Extrait choisi >>
════════════════

III. Le jugement ou la seconde mort. — L’âme séparée du corps, éclairée par la mémoire divine de l’esprit, voit déliler devant elle toute sa vie, et, devenue étrangère à son passé, se juge sous cette clarté implacable. Alors, elle va où elle doit aller, selon les affinités engendrées par ses actions, ses volitions et ses pensées secrètes, et cela par une loi aussi naturelle, aussi infaillible que celle qui fait rebondir le liège sur l’eau et le plomb s’y enfoncer. Cette conception d’une psychologie profonde, les Égyptiens l’expriment par le jugement de Toth (Hermès) symboliquement figuré dans une vignette du Livre des morts et reproduit en peinture dans plusieurs tombeaux de rois à Thèbes. Le lieu du jugement est appelé « salle de la Vérité ». Le juge Osiris, assis sur son trône, le sceptre et le fouet en main, figure l’esprit divin présent dans l’homme lui-même. Toth (Hermès), jouant ici le rôle de témoin et de greffier, apporte les tablettes qui sont nommées « les mystérieuses archives des dieux. » Or, ces archives signifient ésotériquement l’éther subtil, où les actions, les désirs et même les pensées de l’homme s’impriment comme des images plus ou moins fortes et durables selon leur fréquence et leur intensité. Ces images ravivées par Hermès (le Génie-Guide) se déroulent devant l’âme comme un vaste tableau. Les deux génies Schaï et Ranen (Fatalité et Bonheur) surmontent un groupe hiéroglyphique signifiant Renaissance. Pour savoir de quel côté l’homme a penché, Hermès met dans un plateau de sa balance le cœur de l’homme, dans l’autre la statue de la Vérité. Ce sont les intentions secrètes, non les actions elles-mêmes qui décident de la destinée future de l’âme. Ceux qui se sont endurcis dans le mal jusqu’à perdre tout sens de la vérité ont tué en eux-mêmes le dernier souvenir de la vie céleste, ils ont coupé leur lien avec l’esprit divin, ils ont prononcé leur propre anéantissement, c’est-à-dire la dispersion de leur conscience dans les élémens[1]. Ceux en qui le désir du bien subsiste, mais dominé par le mal, se sont condamnés eux-mêmes à une nouvelle et plus laborieuse incarnation. Ceux, au contraire, en qui l’amour de la vérité et la volonté du bien l’ont emporté sur les instincts d’en bas, sont prêts pour

  1. D’après la plupart des doctrines mystiques, cet anéantissement graduel dure des siècles, car les âmes méchantes, devenues démoniaques, sont animées d’une volonté puissante pour le mal et ne se désagrègent qu’avec le temps, parce qu’elles manquent du centre cristallisateur, de l’esprit divin. Conséquente avec sa curieuse théorie, la doctrine égyptienne fait anéantir l’àme des méchans par leur propre génie armé du feu divin.

════════════════

Consignes >>
1. Énumérez les divinités et les génies nommés dans l'extrait sur le jugement de l'âme.
2. Recopiez l'extrait sur le jugement de l'âme de « 1. D’après la » à « du feu divin. ».
Les données qui suivent n'ont aucun lien avec l'extrait sur le jugement de l'âme.

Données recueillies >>

════════════════

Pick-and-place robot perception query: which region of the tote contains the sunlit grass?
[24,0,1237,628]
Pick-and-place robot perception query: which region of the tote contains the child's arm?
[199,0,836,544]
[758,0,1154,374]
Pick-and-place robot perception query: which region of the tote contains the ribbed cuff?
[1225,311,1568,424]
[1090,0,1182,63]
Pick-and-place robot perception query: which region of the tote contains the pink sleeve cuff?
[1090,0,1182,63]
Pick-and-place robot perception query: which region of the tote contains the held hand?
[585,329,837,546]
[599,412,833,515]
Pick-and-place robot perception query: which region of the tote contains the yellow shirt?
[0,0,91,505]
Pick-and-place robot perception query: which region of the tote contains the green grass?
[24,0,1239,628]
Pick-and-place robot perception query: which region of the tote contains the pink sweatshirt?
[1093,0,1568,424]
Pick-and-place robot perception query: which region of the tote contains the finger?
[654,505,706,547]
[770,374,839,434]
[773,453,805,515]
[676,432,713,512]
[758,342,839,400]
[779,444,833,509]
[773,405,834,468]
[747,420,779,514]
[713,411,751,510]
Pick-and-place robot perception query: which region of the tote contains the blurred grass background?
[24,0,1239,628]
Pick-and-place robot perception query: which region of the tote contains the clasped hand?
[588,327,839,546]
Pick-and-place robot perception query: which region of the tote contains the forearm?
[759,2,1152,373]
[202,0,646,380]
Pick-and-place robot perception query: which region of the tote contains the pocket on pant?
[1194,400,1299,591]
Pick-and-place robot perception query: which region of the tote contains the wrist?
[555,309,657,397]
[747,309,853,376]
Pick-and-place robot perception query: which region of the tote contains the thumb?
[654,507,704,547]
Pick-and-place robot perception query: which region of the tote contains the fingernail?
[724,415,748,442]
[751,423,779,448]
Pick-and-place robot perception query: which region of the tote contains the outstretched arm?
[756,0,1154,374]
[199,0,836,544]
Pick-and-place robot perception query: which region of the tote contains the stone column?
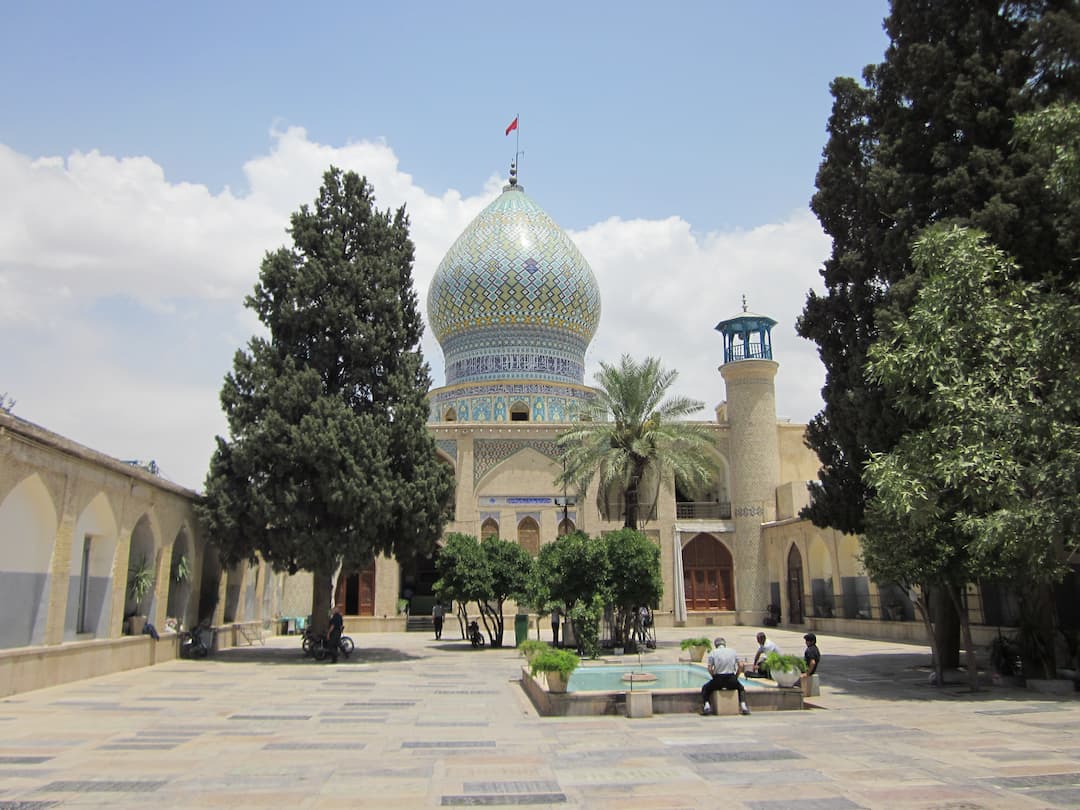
[720,360,780,624]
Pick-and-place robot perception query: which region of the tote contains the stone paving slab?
[0,627,1080,810]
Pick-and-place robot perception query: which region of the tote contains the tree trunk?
[930,584,960,670]
[945,588,978,692]
[311,568,334,636]
[1020,583,1057,678]
[915,588,945,686]
[622,482,637,529]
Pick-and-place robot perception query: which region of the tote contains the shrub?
[517,638,551,658]
[765,652,807,672]
[678,636,713,650]
[529,648,581,678]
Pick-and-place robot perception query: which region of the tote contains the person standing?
[431,602,446,642]
[326,605,345,664]
[701,638,750,714]
[802,633,821,675]
[746,633,780,678]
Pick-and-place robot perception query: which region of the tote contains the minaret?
[716,296,780,624]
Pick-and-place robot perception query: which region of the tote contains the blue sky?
[0,0,888,488]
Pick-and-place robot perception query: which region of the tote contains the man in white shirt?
[701,638,750,714]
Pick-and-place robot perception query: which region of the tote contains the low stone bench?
[708,689,739,716]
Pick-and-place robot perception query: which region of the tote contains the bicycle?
[176,625,214,658]
[305,636,356,661]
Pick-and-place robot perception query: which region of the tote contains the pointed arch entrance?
[787,543,804,624]
[683,535,735,610]
[334,558,375,616]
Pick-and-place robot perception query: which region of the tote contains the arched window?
[517,517,540,556]
[683,535,735,610]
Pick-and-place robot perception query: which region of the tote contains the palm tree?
[556,354,716,529]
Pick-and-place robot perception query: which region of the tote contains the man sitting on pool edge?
[701,638,750,714]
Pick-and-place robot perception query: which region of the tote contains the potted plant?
[765,652,807,687]
[173,554,191,582]
[529,649,581,692]
[127,558,153,636]
[517,638,551,664]
[678,636,713,663]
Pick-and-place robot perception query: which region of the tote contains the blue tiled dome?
[428,185,600,386]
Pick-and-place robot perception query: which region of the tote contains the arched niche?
[596,465,660,524]
[517,516,540,557]
[64,492,123,640]
[675,453,731,521]
[199,543,221,624]
[683,534,735,610]
[787,543,806,624]
[807,537,837,619]
[165,526,195,626]
[124,515,158,617]
[0,474,58,649]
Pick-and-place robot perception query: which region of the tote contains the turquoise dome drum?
[428,181,600,386]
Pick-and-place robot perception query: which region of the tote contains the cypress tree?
[201,167,454,630]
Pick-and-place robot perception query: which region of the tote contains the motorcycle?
[469,621,484,650]
[177,624,214,658]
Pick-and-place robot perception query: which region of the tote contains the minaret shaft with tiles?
[716,298,780,624]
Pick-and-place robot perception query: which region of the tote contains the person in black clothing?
[326,605,345,664]
[802,633,821,675]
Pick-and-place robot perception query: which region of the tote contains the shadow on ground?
[200,648,421,667]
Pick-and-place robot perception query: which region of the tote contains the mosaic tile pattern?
[429,381,595,423]
[428,186,600,384]
[473,438,559,485]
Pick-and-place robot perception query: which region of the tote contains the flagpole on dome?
[507,113,522,186]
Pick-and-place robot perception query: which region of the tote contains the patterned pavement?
[0,622,1080,810]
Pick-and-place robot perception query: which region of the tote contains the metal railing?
[675,501,731,521]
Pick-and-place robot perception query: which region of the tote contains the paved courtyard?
[0,622,1080,810]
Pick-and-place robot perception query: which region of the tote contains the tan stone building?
[338,171,920,634]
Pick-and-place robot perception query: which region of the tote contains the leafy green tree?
[201,167,453,631]
[434,532,494,638]
[602,528,664,646]
[537,530,610,610]
[478,537,535,647]
[864,227,1080,684]
[435,534,535,647]
[798,0,1080,534]
[556,354,716,529]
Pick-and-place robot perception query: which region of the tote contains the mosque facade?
[337,172,914,626]
[0,168,1015,696]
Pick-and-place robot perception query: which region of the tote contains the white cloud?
[0,127,827,488]
[571,213,828,421]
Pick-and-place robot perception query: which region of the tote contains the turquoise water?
[566,663,759,692]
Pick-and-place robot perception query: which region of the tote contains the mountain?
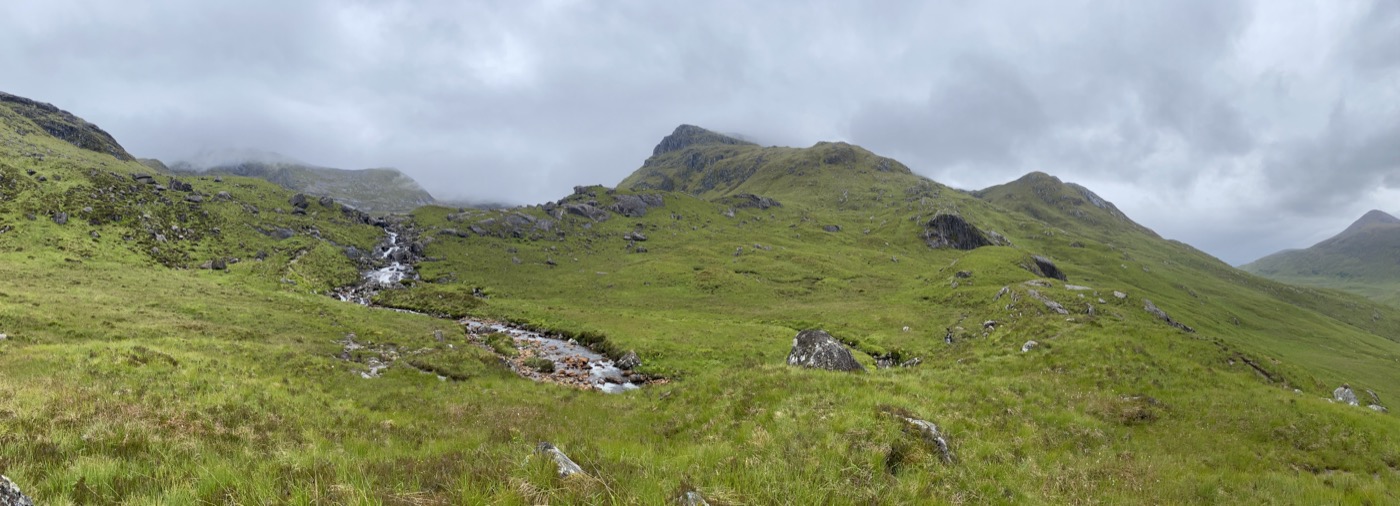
[148,150,437,213]
[1240,210,1400,304]
[0,108,1400,505]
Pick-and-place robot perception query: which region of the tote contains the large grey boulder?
[788,329,865,371]
[0,475,34,506]
[535,442,584,478]
[1331,383,1361,406]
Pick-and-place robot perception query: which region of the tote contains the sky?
[0,0,1400,265]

════════════════

Réponses par consigne >>
1. Toth (Hermès), Osiris, Schaï, Ranen

2.
1. D’après la plupart des doctrines mystiques, cet anéantissement graduel dure des siècles, car les âmes méchantes, devenues démoniaques, sont animées d’une volonté puissante pour le mal et ne se désagrègent qu’avec le temps, parce qu’elles manquent du centre cristallisateur, de l’esprit divin. Conséquente avec sa curieuse théorie, la doctrine égyptienne fait anéantir l’àme des méchans par leur propre génie armé du feu divin.